#### [Exercise description]
The first line of the entries below, the line containing "Format sample: [711, 248]", and every line between them should be repeated exactly, and nothing else.

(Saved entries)
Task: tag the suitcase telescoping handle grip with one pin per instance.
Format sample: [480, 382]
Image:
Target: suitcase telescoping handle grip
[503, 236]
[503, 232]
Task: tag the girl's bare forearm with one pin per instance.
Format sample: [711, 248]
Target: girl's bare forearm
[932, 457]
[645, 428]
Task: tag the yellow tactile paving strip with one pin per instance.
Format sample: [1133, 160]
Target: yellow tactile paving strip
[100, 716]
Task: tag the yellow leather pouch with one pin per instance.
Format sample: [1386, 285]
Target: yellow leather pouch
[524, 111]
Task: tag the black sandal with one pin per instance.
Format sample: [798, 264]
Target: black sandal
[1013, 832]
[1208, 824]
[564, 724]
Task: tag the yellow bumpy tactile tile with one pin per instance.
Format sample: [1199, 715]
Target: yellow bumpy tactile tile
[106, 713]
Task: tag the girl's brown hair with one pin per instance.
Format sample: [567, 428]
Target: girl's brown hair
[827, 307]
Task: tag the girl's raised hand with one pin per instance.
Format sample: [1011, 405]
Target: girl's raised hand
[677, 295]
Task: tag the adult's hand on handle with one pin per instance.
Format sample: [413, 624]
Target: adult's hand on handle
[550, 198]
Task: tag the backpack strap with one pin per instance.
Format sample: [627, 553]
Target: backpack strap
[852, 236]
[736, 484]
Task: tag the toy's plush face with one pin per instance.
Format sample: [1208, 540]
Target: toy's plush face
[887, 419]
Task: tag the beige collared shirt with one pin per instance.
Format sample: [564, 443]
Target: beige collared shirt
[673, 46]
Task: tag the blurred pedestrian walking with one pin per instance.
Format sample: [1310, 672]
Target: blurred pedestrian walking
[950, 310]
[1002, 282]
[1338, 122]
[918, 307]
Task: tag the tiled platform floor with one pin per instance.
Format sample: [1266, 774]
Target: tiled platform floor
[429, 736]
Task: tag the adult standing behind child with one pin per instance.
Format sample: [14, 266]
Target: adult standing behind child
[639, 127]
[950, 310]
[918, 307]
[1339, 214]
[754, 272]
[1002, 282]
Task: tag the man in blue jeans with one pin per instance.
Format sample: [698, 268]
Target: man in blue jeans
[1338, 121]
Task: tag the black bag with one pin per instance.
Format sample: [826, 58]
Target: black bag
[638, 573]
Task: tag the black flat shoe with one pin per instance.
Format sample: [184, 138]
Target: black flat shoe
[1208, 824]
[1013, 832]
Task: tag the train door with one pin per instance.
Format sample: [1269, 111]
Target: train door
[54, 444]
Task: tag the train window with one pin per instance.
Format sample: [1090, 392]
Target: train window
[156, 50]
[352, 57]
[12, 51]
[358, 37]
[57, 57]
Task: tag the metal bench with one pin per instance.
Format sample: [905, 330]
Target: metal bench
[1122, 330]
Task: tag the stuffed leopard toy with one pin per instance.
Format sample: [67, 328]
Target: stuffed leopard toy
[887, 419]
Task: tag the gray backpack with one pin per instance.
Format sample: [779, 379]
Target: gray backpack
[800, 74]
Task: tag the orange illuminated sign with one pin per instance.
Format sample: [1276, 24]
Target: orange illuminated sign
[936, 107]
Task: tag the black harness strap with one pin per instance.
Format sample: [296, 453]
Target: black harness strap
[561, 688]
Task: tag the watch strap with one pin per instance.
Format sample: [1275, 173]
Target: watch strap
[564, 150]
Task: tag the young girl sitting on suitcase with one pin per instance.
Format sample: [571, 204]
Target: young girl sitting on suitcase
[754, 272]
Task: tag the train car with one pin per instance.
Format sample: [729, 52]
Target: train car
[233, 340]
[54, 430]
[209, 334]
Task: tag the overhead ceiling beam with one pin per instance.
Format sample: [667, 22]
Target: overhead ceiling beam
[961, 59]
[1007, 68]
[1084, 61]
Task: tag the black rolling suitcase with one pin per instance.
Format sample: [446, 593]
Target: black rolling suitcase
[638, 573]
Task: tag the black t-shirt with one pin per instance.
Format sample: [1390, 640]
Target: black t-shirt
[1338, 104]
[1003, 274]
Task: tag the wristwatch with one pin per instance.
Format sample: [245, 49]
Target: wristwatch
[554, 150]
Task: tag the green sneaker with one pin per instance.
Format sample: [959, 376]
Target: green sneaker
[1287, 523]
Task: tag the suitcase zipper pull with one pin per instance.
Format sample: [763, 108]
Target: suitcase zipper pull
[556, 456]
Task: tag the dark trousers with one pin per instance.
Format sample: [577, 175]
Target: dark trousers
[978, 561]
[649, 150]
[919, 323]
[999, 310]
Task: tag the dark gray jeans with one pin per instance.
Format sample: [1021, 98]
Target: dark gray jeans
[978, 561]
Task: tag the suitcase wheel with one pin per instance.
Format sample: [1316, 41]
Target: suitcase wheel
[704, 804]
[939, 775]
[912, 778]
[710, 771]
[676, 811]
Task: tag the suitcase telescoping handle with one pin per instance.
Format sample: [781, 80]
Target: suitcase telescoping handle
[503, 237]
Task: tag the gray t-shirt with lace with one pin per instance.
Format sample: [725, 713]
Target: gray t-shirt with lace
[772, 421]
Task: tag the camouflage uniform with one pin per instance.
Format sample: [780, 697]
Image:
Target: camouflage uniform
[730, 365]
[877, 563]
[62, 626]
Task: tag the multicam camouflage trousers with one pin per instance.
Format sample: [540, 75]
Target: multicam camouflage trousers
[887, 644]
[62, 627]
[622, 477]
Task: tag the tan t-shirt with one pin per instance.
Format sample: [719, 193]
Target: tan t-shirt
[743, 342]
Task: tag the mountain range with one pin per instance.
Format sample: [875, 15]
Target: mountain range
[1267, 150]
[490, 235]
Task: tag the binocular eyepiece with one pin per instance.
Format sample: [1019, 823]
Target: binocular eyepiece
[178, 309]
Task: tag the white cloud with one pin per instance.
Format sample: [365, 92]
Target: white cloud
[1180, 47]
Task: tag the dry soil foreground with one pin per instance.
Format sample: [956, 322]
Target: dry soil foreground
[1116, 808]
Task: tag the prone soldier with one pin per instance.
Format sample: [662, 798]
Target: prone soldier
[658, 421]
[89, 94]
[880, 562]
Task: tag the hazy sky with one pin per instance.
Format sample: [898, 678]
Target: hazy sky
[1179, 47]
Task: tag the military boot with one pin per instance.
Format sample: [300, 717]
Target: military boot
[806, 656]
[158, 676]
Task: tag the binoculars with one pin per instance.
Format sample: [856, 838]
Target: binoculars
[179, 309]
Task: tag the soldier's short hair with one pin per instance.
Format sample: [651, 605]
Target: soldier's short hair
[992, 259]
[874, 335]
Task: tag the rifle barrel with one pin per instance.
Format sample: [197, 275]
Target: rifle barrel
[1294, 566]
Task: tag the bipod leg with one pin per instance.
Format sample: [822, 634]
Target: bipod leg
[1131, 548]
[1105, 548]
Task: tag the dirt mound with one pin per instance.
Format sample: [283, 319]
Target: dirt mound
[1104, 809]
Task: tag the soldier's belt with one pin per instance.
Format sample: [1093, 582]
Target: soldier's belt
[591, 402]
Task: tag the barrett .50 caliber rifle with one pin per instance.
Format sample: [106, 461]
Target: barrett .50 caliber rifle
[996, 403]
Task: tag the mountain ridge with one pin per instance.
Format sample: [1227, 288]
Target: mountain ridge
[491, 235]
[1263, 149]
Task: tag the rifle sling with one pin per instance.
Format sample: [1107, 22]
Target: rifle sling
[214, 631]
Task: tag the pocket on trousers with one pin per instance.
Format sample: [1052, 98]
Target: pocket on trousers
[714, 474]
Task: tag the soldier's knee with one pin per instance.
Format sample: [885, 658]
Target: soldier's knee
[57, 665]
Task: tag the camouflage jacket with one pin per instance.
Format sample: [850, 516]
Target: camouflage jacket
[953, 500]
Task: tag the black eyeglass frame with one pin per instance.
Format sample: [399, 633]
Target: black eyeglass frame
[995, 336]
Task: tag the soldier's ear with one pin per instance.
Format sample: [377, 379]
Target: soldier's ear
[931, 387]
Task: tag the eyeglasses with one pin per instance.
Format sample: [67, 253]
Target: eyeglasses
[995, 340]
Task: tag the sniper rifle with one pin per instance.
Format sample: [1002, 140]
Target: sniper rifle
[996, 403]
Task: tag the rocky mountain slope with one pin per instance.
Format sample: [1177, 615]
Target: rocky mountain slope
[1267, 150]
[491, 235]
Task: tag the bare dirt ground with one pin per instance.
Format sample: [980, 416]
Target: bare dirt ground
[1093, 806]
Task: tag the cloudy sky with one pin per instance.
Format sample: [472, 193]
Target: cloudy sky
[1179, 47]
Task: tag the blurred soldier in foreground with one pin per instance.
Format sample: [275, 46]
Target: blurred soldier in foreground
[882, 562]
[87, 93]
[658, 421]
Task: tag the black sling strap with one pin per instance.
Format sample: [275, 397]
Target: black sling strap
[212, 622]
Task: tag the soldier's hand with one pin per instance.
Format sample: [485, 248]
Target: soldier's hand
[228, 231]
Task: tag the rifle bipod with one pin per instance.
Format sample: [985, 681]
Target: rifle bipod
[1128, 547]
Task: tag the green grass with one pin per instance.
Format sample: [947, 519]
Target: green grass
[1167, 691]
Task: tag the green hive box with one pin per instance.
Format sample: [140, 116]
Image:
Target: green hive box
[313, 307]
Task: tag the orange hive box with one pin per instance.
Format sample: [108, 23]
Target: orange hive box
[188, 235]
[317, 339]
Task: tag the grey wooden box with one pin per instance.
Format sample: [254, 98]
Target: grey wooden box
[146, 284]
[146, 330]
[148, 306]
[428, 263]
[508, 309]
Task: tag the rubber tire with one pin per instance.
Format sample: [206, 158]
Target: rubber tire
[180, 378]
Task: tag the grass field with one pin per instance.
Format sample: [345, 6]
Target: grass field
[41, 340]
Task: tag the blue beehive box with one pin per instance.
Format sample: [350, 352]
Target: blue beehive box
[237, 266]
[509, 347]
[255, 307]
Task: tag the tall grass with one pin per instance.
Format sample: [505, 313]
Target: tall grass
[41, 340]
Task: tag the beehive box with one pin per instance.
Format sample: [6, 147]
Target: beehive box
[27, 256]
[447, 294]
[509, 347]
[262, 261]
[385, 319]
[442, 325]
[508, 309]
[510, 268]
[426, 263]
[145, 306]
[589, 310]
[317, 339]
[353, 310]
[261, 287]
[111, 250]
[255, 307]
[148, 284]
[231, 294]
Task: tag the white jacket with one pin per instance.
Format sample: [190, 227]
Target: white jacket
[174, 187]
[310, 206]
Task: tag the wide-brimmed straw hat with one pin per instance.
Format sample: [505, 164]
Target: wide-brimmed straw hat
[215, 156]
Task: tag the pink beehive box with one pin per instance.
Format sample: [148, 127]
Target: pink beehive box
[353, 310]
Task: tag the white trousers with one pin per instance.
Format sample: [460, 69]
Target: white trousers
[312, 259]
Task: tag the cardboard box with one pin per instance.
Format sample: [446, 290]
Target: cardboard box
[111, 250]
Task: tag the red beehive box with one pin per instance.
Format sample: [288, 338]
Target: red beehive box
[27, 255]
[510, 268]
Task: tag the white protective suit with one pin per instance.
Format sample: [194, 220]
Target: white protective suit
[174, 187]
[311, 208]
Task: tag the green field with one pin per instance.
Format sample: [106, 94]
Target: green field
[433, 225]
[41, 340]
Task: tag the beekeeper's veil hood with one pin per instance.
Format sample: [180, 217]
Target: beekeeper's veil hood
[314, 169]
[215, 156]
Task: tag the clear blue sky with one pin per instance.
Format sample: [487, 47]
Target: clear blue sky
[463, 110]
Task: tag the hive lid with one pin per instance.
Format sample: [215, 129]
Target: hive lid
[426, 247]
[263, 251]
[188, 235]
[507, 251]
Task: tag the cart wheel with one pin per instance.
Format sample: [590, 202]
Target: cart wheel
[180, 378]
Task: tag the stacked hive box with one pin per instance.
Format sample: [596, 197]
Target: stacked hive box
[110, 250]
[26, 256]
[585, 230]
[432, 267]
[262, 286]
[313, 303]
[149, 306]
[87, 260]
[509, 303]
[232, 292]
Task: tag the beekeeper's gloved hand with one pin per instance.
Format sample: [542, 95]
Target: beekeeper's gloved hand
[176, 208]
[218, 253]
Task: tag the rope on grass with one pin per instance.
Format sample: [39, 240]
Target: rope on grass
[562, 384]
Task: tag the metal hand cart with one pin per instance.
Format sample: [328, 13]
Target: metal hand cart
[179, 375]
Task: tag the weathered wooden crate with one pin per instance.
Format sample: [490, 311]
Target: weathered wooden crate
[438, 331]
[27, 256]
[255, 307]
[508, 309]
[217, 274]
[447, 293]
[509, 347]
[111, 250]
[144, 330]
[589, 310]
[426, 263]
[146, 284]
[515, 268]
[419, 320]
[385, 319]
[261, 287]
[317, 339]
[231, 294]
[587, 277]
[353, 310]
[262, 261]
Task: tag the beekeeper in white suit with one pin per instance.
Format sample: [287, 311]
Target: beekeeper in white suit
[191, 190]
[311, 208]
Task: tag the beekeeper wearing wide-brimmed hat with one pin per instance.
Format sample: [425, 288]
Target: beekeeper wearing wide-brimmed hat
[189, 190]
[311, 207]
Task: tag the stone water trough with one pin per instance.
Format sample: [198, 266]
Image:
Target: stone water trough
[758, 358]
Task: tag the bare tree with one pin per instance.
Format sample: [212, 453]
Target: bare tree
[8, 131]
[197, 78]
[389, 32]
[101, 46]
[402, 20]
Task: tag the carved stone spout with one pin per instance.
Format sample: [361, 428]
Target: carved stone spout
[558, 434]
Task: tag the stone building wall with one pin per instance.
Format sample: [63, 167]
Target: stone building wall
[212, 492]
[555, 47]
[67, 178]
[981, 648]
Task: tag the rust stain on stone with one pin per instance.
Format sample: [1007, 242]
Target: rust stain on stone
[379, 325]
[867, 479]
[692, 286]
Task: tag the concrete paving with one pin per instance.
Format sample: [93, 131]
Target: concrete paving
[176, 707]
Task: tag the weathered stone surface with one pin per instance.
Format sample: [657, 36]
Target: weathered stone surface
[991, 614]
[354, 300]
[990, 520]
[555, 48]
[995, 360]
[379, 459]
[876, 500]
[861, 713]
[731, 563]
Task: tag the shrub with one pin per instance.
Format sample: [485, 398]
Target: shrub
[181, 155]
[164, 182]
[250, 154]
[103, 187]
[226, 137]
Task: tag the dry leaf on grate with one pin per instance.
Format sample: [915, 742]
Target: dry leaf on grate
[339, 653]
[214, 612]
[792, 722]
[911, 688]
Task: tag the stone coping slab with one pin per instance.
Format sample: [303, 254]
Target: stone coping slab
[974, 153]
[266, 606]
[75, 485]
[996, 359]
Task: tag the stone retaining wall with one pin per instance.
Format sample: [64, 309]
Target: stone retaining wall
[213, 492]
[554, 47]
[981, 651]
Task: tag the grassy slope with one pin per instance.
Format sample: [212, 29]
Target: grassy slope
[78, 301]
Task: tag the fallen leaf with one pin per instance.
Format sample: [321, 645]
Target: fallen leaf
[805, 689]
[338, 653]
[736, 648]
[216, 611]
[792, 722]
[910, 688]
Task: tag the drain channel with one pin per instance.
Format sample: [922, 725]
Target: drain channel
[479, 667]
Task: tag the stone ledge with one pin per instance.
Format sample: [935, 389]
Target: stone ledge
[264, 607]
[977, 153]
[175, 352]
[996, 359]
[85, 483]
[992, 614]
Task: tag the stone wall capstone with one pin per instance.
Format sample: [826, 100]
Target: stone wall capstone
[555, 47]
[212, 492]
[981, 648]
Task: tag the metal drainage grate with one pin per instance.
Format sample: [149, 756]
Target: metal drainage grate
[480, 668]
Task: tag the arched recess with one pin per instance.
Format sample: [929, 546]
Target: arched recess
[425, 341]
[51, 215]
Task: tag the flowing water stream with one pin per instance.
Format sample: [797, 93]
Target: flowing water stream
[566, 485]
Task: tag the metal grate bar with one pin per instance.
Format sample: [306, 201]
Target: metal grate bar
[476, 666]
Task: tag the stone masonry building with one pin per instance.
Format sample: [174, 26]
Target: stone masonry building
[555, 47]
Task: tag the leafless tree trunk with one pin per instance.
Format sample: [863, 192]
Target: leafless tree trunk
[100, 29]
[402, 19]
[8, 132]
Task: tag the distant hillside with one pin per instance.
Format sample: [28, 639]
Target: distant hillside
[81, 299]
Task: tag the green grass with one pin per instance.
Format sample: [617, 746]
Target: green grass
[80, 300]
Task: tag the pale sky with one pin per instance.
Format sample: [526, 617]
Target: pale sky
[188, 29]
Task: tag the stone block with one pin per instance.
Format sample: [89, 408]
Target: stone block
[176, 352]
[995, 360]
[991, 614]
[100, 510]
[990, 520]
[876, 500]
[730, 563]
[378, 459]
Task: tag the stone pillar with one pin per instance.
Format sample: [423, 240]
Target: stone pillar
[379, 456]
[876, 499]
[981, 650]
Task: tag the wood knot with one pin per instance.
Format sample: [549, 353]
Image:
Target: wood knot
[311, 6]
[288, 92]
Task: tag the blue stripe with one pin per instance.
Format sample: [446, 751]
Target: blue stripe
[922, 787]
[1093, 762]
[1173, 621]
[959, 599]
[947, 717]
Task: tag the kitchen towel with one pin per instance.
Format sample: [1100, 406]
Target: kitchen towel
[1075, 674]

#### [Written solution]
Task: tag the suitcase telescoping handle grip with one pin per instance.
Format sample: [480, 382]
Image:
Target: suitcase telescoping handle grip
[503, 236]
[503, 232]
Task: tag the girl's bare forearm with one pin per instance.
Format sample: [711, 248]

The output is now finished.